EXERCISE AIM —
Reproduce every line of the listing below word for word, leaving out the pictures.

────────────────────────────────────────

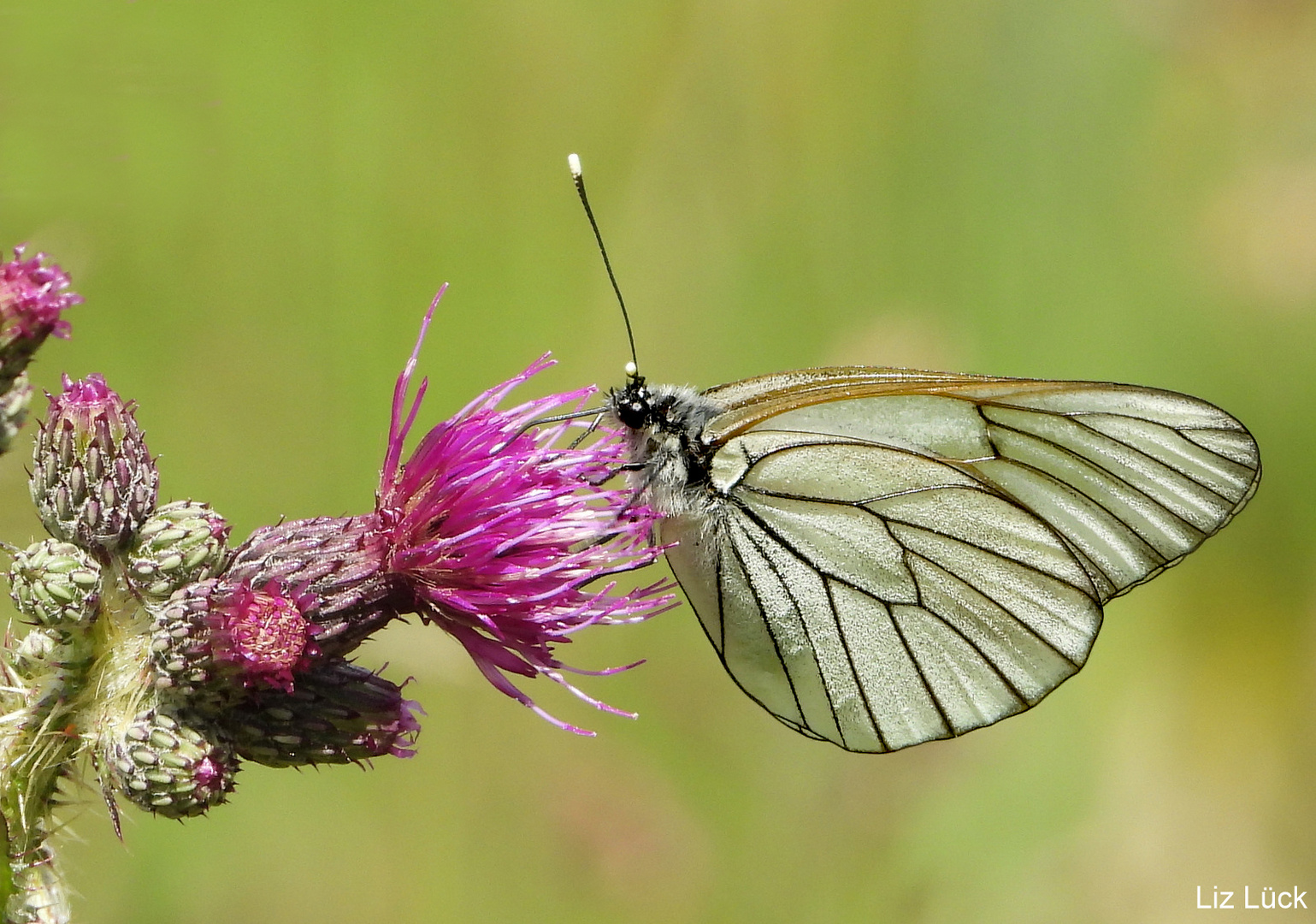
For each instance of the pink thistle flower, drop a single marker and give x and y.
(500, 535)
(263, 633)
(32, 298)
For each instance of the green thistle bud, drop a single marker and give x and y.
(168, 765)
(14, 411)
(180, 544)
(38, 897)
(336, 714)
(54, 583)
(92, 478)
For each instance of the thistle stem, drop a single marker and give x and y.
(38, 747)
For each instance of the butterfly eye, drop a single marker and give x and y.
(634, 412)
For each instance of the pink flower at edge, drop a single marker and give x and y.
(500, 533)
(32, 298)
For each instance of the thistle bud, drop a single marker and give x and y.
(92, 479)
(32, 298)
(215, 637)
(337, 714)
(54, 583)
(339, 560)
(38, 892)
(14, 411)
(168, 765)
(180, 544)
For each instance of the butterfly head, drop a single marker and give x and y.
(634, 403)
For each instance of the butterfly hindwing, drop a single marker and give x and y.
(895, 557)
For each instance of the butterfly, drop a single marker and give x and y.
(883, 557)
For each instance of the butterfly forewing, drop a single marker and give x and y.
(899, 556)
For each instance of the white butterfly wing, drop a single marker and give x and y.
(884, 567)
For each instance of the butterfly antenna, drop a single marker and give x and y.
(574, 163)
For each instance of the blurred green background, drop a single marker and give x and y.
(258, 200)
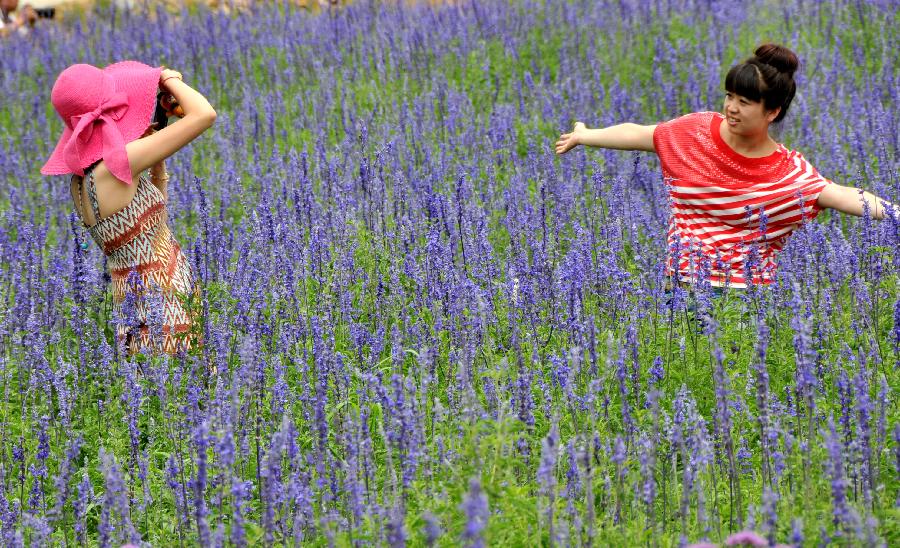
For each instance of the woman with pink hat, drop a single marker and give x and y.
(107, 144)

────────────────────────────────────────

TASK SOLUTION —
For each instance of the pink thistle flower, drop a single marker and give x and y.
(500, 535)
(263, 633)
(32, 298)
For each instance of the green thistle bud, drop a single marker and give x and y.
(168, 765)
(14, 411)
(180, 544)
(38, 897)
(336, 714)
(54, 583)
(92, 478)
For each instance of the thistle stem, drop a single marker and give x and y.
(38, 747)
For each instance of the butterfly eye, drop a single marker and give x and y.
(634, 412)
For each instance of the pink flower at edge, drop a single marker and give x and y.
(500, 533)
(32, 298)
For each instance of the thistle bud, drop a single marker and give x and y.
(92, 479)
(32, 298)
(215, 637)
(337, 714)
(54, 583)
(339, 560)
(38, 892)
(14, 411)
(168, 765)
(180, 544)
For each instance of the butterfly head, drop a single marker and give x and y.
(634, 403)
For each instance of the butterfly hindwing, drop a single marker and give x and y.
(895, 557)
For each instance of the butterfly, drop a single marker and give x and y.
(883, 557)
For each instance of the butterfly forewing, drop a single marker and give x and y.
(899, 556)
For each instance of the white butterfly wing, drop a single marker and give x and y.
(884, 567)
For each instance of the butterfly antenna, drop a single marker and give x and y.
(574, 163)
For each instance of the blurred green background, drop a single marker and give x and y.
(258, 200)
For each instance of the woman with pink hat, drop a single marker and give x and y.
(107, 144)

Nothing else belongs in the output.